------ Source material

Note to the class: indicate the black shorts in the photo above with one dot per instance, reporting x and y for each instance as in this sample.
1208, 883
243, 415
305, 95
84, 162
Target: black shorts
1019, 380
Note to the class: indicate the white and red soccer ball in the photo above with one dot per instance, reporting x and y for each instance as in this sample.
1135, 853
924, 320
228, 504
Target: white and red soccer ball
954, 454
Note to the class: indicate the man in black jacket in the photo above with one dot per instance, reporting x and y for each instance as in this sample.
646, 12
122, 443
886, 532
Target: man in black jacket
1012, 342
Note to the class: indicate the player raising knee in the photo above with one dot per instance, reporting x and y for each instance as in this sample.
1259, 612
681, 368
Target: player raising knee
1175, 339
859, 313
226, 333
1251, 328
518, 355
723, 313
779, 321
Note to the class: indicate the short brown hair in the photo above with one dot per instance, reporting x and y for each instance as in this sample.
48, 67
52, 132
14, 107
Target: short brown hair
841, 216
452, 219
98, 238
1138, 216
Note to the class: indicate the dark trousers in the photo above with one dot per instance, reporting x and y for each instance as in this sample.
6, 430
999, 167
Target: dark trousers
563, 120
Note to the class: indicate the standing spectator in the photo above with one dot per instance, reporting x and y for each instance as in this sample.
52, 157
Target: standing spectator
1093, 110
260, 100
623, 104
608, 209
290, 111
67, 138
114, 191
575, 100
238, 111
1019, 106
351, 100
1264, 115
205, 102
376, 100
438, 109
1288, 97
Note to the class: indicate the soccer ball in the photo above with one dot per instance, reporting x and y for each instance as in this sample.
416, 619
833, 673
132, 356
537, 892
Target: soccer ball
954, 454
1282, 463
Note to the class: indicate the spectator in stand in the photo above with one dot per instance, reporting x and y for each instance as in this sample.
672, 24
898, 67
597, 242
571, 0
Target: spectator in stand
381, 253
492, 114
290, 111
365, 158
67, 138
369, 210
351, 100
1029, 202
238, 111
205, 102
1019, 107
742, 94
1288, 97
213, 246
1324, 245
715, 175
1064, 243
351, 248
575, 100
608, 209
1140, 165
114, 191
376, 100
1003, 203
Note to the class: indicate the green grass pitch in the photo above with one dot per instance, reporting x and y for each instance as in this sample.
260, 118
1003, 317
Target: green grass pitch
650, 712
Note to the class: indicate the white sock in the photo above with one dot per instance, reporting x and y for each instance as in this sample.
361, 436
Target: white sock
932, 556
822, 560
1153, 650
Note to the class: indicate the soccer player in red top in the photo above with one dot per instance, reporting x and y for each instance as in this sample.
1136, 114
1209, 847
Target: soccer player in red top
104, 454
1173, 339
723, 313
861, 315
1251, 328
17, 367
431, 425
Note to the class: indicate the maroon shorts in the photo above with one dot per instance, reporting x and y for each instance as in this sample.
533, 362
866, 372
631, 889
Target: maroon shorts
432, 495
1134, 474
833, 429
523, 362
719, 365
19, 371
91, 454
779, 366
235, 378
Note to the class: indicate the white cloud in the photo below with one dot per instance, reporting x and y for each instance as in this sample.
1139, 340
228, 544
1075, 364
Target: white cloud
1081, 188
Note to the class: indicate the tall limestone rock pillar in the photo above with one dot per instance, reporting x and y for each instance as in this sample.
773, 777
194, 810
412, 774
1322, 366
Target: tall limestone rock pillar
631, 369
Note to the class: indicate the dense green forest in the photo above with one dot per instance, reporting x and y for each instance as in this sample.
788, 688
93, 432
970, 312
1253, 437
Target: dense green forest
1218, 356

------------

Your instructions:
Output the material above in full. Change nothing.

Result for this exercise:
Note to the class: indicate the black shorts in the photo above with one dot per instance, reporting x and y for each instance as in this sample.
1208, 883
243, 415
305, 95
84, 162
Target: black shorts
1019, 380
Note to the class: indicate the white and red soccer ball in the photo above with one dot per instance, reporting x and y for each instance as in this sample.
1135, 853
924, 320
228, 504
Target: white and red soccer ball
954, 454
Note to the class: indicate the man in black jacket in the photo above with one dot per instance, reporting x and y for each instance as in this sample.
646, 12
122, 443
886, 532
Target: man in black jacket
1012, 342
Note to the class: indicate the player raising knee in the photo above with one dot per instance, reporting x and y for each instance as in this sample.
1259, 612
681, 368
Target: player raising knee
1175, 339
859, 313
226, 333
1251, 328
518, 355
723, 313
779, 321
Note to the class: indicate the short brown hair in the photo above with one dot per instance, reporting x and y for each instance as in this sample.
48, 67
52, 132
14, 107
Target: short brown hair
841, 216
452, 219
98, 238
1138, 216
Note to the class: indicate the dark trousers in the photo above with one dot per instance, reporting x and y for each instance as in this sample.
6, 430
999, 167
Target: dark trousers
563, 120
Note to the class: indicate the standing spectator in the photo above with one dot per instance, reporting x and y for each instance as in this sample.
52, 157
Target: standing spectator
1093, 110
260, 100
623, 104
608, 209
290, 111
67, 138
114, 191
575, 100
238, 111
1019, 106
351, 100
1264, 115
205, 102
376, 100
438, 109
1288, 97
Note to the class: indicate the soccer ball in the photo above with one dot per instance, reporting x and y for each instance as in this sample.
416, 619
833, 673
132, 356
537, 892
Target: soccer ball
954, 454
1282, 463
Note to the class: indicate the spectator in stand in the photo above with one dot per instance, reporting x and y for each instance as in this sample.
672, 24
898, 67
597, 242
571, 0
Target: spectator in stand
381, 253
492, 114
290, 111
365, 158
67, 138
369, 210
351, 100
1029, 202
238, 111
205, 102
1019, 107
742, 94
1288, 97
213, 246
1324, 245
715, 175
1064, 243
351, 248
575, 100
608, 209
1140, 165
114, 191
376, 100
1003, 203
Note to the class: indicate the green grass pitch in the photo above with one dot per instance, reporting x and y for each instance as in this sample.
260, 118
1003, 317
Target: green grass pitch
650, 712
Note to the class: indicate the white sock in the photo above with one dot per instance, reporting x and y for each instance as in this sample.
361, 436
Target: white sock
932, 556
822, 560
1153, 650
Note to the class: indicate the soccer player in red top in the photo above with one dot per instance, reporting x and y for each instance as in this sample.
1136, 114
1209, 847
Target: soccer player in red top
104, 454
1173, 339
723, 313
861, 315
1251, 328
17, 367
431, 425
Note to the class: indicate the maroon shorts in the photo above with one dot per instance, reporting x and y for each instance as in this sample.
533, 362
866, 372
631, 889
Target: maroon shorts
432, 495
1134, 474
833, 429
523, 362
719, 365
19, 371
91, 454
779, 366
235, 378
Note to the class: indicate the white cloud in the photo below with one dot per instance, reporting x and y for each instance as in this sample.
1139, 340
228, 544
1075, 364
Target: white cloud
1081, 188
Note to the class: indicate the tall limestone rock pillar in the photo above with one dot per instance, reporting x and y for each instance as in this sample.
773, 777
194, 810
412, 774
1322, 366
Target: tall limestone rock pillar
631, 369
Note to the class: indicate the dense green forest in the photo above with one dot per instance, reporting x and y for each instance as in this sample.
788, 688
93, 432
970, 312
1253, 437
Target: dense green forest
1218, 356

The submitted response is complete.